◆ **ASSIGNMENT**:
Go through the material line by line and copy each one with the word "every".

◆ **MATERIAL PROVIDED**:
────────────────────────────────────────

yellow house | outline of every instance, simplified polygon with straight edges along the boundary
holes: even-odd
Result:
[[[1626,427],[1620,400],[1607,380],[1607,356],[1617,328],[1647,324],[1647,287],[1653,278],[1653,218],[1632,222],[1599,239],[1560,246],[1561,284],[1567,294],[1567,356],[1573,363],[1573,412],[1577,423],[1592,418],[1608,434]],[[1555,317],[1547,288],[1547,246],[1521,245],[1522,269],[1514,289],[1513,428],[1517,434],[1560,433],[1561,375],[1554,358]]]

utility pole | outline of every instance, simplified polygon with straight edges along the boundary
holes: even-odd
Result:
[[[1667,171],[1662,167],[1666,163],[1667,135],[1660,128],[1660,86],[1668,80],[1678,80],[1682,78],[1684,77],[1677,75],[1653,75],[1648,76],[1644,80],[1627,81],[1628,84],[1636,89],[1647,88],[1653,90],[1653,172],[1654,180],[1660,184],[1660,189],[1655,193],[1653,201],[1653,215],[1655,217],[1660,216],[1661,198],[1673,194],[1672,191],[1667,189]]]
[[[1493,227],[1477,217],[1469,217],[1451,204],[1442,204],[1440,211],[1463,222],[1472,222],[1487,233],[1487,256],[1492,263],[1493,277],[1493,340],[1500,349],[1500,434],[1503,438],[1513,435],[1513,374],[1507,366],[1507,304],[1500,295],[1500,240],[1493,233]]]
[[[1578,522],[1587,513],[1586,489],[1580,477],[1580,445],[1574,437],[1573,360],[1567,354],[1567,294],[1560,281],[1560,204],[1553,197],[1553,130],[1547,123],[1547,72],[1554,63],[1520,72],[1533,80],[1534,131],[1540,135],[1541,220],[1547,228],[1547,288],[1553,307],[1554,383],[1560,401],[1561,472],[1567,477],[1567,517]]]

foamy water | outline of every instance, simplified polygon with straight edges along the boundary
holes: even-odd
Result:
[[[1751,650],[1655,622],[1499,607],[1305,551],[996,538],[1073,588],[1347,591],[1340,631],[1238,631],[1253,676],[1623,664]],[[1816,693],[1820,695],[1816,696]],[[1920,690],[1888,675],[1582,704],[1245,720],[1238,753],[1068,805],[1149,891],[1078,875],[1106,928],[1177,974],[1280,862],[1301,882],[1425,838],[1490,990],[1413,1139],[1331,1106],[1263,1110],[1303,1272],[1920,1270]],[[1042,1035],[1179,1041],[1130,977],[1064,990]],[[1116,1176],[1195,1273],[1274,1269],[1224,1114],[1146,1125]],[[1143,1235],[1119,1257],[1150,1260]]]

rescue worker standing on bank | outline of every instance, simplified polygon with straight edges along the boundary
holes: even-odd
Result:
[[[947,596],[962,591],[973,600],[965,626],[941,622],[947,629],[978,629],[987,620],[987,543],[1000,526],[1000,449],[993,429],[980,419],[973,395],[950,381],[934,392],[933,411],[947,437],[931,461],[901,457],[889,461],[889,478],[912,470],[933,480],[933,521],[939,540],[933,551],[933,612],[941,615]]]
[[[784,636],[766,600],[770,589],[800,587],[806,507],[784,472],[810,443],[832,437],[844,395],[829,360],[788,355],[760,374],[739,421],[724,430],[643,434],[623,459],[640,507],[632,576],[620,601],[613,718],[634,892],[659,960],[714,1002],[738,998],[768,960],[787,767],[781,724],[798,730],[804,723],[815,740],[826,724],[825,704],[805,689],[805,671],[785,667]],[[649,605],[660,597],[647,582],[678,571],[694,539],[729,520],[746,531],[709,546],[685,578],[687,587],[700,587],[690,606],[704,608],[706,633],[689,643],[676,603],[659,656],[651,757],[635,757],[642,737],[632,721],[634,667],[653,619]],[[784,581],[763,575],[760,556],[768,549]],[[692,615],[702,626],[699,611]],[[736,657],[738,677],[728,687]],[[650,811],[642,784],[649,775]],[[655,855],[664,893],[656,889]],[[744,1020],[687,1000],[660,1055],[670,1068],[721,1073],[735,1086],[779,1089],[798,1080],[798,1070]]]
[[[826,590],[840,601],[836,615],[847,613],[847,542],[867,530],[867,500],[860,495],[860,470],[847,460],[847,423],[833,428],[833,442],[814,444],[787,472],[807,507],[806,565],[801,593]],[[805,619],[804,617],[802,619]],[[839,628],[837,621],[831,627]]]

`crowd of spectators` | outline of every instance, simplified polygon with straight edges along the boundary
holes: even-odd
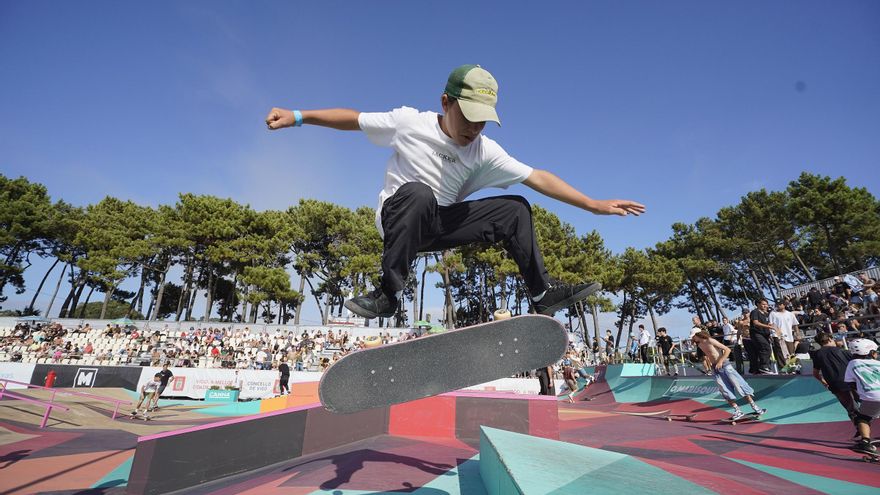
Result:
[[[783,298],[802,328],[855,335],[880,327],[880,286],[868,275],[834,277],[826,290],[813,287]]]
[[[380,333],[383,343],[415,338],[415,333]],[[342,356],[362,349],[366,338],[348,330],[259,331],[248,327],[150,330],[108,324],[64,328],[59,323],[19,323],[0,329],[0,361],[275,369],[285,361],[294,370],[326,369]]]

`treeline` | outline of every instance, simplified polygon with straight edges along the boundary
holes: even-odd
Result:
[[[636,320],[673,307],[720,320],[758,296],[775,298],[782,286],[874,266],[880,257],[880,202],[843,178],[807,173],[785,191],[749,193],[715,218],[676,223],[653,248],[617,255],[597,232],[578,234],[553,213],[533,211],[550,274],[606,288],[570,308],[571,323],[598,334],[598,314],[616,312],[618,341]],[[109,196],[78,207],[0,175],[0,303],[10,289],[23,293],[24,272],[46,258],[51,267],[30,304],[14,314],[39,314],[38,295],[51,291],[47,316],[299,323],[308,286],[326,322],[346,297],[378,283],[382,242],[373,215],[316,200],[259,212],[193,194],[158,208]],[[440,276],[449,326],[486,321],[502,307],[528,311],[502,247],[468,246],[416,260],[396,324],[424,319],[427,273]],[[136,291],[120,289],[131,279]],[[93,301],[95,293],[102,299]],[[199,294],[205,310],[193,314]]]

────────────────────────────────────────

◆ **ANSWER SPACE**:
yellow house | outline of every instance, simplified polygon with straight edges along the boundary
utility pole | outline of every instance, simplified polygon with straight edges along the boundary
foamy water | outline of every instance, simplified polygon with straight edges along the boundary
rescue worker standing on bank | outline of every instance, simplified polygon with straight edges along the boundary
`crowd of spectators` | outline of every instance, simplified polygon with straight edges along the boundary
`treeline` | outline of every instance, simplified polygon with straight edges along the boundary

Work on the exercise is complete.